Document passage ->
Effects of the cyanobacteria Microcystis aeruginosa on eastern oyster feeding

Abstract

The eastern oyster, Crassostrea virginica, is an estuarine consumer of considerable ecological and economic value, with the ability to selectively feed from a mixed phytoplankton community. Estuarine phytoplankton communities are experiencing an increased presence of small, nutritionally poor, salt-tolerant, and potentially toxic cyanobacteria, such as Microcystis aeruginosa. To determine how the presence of the potentially harmful cyanobacteria M. aeruginosa affects oyster feeding, we quantified clearance rates, pseudofeces production, and pseudofeces composition across two feeding experiments conducted with a nontoxic strain. The first experiment consisted of bialgal feeding experiments in which single oysters were fed treatments consisting of (1) only M. aeruginosa, (2) only the diatom Thalassiosira pseudonana, or (3) a 50/50 mix of the two species. To quantify effects of M. aeruginosa on oyster feeding under more environmentally relevant conditions, which include numerous phytoplankton prey options and the presence of inorganic particles, a second feeding experiment was conducted using a natural phytoplankton community collected from a local estuary and oyster habitat. This natural community was then used to create two treatments: (1) an amended treatment in which nontoxic M. aeruginosa was added, and (2) a natural treatment in which only M. aeruginosa growth medium without cells was added. Results from both bialgal experiments (Exp. 1) and natural phytoplankton community experiments (Exp. 2) indicated that ecologically relevant concentrations of nontoxic M. aeruginosa did not significantly affect oyster clearance rates. In bialgal experiments, oysters showed no difference in pseudofeces production or the composition of that pseudofeces relative to the number of M. aeruginosa cells that were captured. However, oysters tested using the compositionally complex background of a natural community with inorganic particles produced significantly more pseudofeces when M. aeruginosa cells were added. These combined results indicate that prey community complexity and water quality metrics can drive the fate of oyster–cyanobacteria interactions in estuarine waters. Future research efforts should focus on implications to oyster fitness that a diet containing the nutrient-poor species M. aeruginosa may have, specifically in relation to other climate- and human-driven stressors.

Supplied information ->
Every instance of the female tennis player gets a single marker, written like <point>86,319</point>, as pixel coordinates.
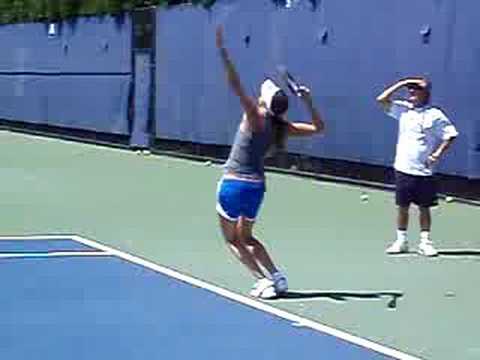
<point>263,128</point>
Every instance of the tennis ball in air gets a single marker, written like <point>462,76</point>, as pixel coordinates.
<point>364,197</point>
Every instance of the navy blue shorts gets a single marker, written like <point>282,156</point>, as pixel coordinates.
<point>236,198</point>
<point>420,190</point>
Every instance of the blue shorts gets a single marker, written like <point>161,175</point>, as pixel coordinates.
<point>237,198</point>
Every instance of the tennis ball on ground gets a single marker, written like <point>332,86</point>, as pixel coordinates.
<point>364,197</point>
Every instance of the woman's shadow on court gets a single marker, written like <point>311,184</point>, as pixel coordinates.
<point>391,297</point>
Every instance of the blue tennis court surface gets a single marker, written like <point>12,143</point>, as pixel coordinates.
<point>105,307</point>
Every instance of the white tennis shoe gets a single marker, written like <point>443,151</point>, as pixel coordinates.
<point>264,289</point>
<point>280,283</point>
<point>398,247</point>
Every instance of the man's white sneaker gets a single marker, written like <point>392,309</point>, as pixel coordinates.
<point>398,247</point>
<point>264,289</point>
<point>426,249</point>
<point>280,283</point>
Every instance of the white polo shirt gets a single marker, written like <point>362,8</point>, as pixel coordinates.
<point>420,132</point>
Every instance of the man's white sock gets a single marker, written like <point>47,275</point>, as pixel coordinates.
<point>402,235</point>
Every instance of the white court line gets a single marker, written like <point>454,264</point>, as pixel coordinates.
<point>295,319</point>
<point>51,254</point>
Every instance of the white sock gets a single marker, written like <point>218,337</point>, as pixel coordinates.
<point>402,235</point>
<point>277,275</point>
<point>424,236</point>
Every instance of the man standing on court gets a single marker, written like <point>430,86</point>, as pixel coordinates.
<point>424,134</point>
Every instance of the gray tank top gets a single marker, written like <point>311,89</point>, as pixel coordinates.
<point>248,151</point>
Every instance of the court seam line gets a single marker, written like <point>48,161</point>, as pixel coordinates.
<point>295,319</point>
<point>50,254</point>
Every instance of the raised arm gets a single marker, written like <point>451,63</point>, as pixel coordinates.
<point>385,98</point>
<point>316,124</point>
<point>247,102</point>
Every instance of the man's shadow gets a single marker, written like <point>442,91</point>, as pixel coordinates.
<point>342,296</point>
<point>447,253</point>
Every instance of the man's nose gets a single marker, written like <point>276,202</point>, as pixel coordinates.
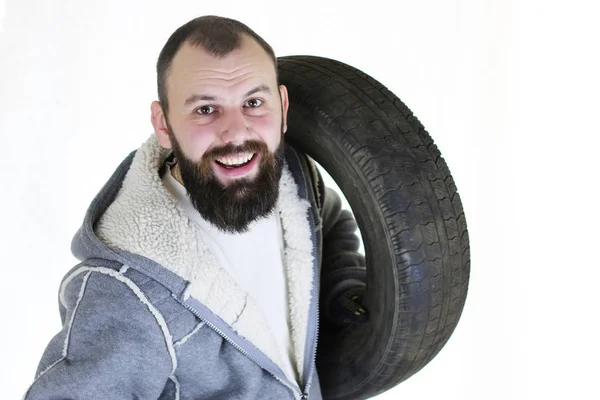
<point>235,129</point>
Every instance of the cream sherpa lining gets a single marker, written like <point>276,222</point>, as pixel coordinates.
<point>147,220</point>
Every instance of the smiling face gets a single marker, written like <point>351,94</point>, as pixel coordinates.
<point>225,123</point>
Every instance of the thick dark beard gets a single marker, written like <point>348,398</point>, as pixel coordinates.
<point>234,207</point>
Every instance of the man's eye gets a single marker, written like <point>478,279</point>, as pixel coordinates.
<point>205,110</point>
<point>253,103</point>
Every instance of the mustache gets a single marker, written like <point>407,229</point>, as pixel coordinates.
<point>251,146</point>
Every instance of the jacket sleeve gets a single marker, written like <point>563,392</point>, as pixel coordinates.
<point>113,344</point>
<point>340,242</point>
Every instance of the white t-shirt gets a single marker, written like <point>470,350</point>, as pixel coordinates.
<point>256,260</point>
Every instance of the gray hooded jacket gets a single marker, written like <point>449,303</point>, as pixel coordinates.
<point>150,314</point>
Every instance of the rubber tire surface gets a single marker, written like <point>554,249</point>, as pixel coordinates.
<point>408,211</point>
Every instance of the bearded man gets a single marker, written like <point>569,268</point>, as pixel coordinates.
<point>201,256</point>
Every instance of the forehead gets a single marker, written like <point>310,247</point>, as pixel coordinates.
<point>193,69</point>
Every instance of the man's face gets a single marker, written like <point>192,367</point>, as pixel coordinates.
<point>225,123</point>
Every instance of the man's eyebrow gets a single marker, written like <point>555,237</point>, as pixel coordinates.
<point>199,97</point>
<point>259,88</point>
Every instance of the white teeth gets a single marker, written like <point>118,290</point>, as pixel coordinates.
<point>240,159</point>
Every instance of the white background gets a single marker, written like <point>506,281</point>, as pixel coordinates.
<point>507,89</point>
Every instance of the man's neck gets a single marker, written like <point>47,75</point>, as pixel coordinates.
<point>176,174</point>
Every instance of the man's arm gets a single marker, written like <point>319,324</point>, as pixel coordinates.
<point>111,346</point>
<point>343,269</point>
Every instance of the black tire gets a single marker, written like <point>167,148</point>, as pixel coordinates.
<point>408,211</point>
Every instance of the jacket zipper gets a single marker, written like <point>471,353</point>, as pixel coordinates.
<point>316,339</point>
<point>220,332</point>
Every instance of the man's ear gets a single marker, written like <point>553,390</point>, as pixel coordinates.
<point>284,105</point>
<point>159,122</point>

What is expected ->
Write out the oyster feeding abstract from the top, word for word, including its title.

Answer below ->
Effects of the cyanobacteria Microcystis aeruginosa on eastern oyster feeding

Abstract

The eastern oyster, Crassostrea virginica, is an estuarine consumer of considerable ecological and economic value, with the ability to selectively feed from a mixed phytoplankton community. Estuarine phytoplankton communities are experiencing an increased presence of small, nutritionally poor, salt-tolerant, and potentially toxic cyanobacteria, such as Microcystis aeruginosa. To determine how the presence of the potentially harmful cyanobacteria M. aeruginosa affects oyster feeding, we quantified clearance rates, pseudofeces production, and pseudofeces composition across two feeding experiments conducted with a nontoxic strain. The first experiment consisted of bialgal feeding experiments in which single oysters were fed treatments consisting of (1) only M. aeruginosa, (2) only the diatom Thalassiosira pseudonana, or (3) a 50/50 mix of the two species. To quantify effects of M. aeruginosa on oyster feeding under more environmentally relevant conditions, which include numerous phytoplankton prey options and the presence of inorganic particles, a second feeding experiment was conducted using a natural phytoplankton community collected from a local estuary and oyster habitat. This natural community was then used to create two treatments: (1) an amended treatment in which nontoxic M. aeruginosa was added, and (2) a natural treatment in which only M. aeruginosa growth medium without cells was added. Results from both bialgal experiments (Exp. 1) and natural phytoplankton community experiments (Exp. 2) indicated that ecologically relevant concentrations of nontoxic M. aeruginosa did not significantly affect oyster clearance rates. In bialgal experiments, oysters showed no difference in pseudofeces production or the composition of that pseudofeces relative to the number of M. aeruginosa cells that were captured. However, oysters tested using the compositionally complex background of a natural community with inorganic particles produced significantly more pseudofeces when M. aeruginosa cells were added. These combined results indicate that prey community complexity and water quality metrics can drive the fate of oyster–cyanobacteria interactions in estuarine waters. Future research efforts should focus on implications to oyster fitness that a diet containing the nutrient-poor species M. aeruginosa may have, specifically in relation to other climate- and human-driven stressors.